» **Consigne a**: Pouvez-vous recopier à l'identique les lignes des données fournies plus bas, en commençant par celle qui contient « of the child's » et en allant jusqu'à la dernière ligne de ces données, incluse ?

Des termes tels que REDD – le principal mécanisme international de politique forestière affectant les forêts tropicales depuis 15 ans –, la durabilité et plusieurs autres, ont fortement influencé les débats au sein et entre les groupes de la société civile, les ONG, les décideurs, les institutions financières et les entreprises. Pourtant, il semble y avoir des hypothèses radicalement différentes sur ce que ces termes signifient réellement et sur le rôle qu’ils ont ou devraient avoir.

Ce bulletin n’a pas l’intention de se lancer dans un débat sur ce qu’est ou devrait être la durabilité – ou tout autre concept abordé dans ce bulletin. Notre objectif est plutôt d’ouvrir un espace de réflexion critique sur ce que ces concepts apportent réellement aux forêts et aux populations forestières.

Les nombreuses luttes contre des entreprises qui prétendent opérer de manière durable ou mettre en œuvre des projets REDD dans les forêts témoignent des contradictions claires qui existent entre les idéaux séduisants invoqués par ceux qui défendent ces concepts et les implications réelles des nombreux projets et activités à travers lesquels ces concepts se manifestent sur le terrain. Les gouvernements s’engagent en faveur d’une économie durable et les entreprises présentent leurs produits comme durables, car, en utilisant cette terminologie, ils séduisent les citoyens, les bailleurs de fonds et les consommateurs.

» **Consigne b**: Pouvez-vous reproduire mot pour mot le passage de l'extrait sur la durabilité qui commence par « Des termes tels » et va jusqu'à « aux populations forestières. » inclus ?

» **Données fournies**:
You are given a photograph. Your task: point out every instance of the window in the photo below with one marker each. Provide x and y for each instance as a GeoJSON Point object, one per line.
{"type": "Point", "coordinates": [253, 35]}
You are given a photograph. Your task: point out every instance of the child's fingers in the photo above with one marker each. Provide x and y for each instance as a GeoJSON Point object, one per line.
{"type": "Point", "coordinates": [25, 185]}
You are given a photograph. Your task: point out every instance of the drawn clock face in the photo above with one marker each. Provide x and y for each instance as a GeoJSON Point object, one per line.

» **Corrigé a**:
You are given a photograph. Your task: point out every instance of the child's fingers in the photo above with one marker each. Provide x and y for each instance as a GeoJSON Point object, one per line.
{"type": "Point", "coordinates": [25, 185]}
You are given a photograph. Your task: point out every instance of the drawn clock face in the photo above with one marker each. Provide x and y for each instance as a GeoJSON Point object, one per line.

» **Corrigé b**:
Des termes tels que REDD – le principal mécanisme international de politique forestière affectant les forêts tropicales depuis 15 ans –, la durabilité et plusieurs autres, ont fortement influencé les débats au sein et entre les groupes de la société civile, les ONG, les décideurs, les institutions financières et les entreprises. Pourtant, il semble y avoir des hypothèses radicalement différentes sur ce que ces termes signifient réellement et sur le rôle qu’ils ont ou devraient avoir.

Ce bulletin n’a pas l’intention de se lancer dans un débat sur ce qu’est ou devrait être la durabilité – ou tout autre concept abordé dans ce bulletin. Notre objectif est plutôt d’ouvrir un espace de réflexion critique sur ce que ces concepts apportent réellement aux forêts et aux populations forestières.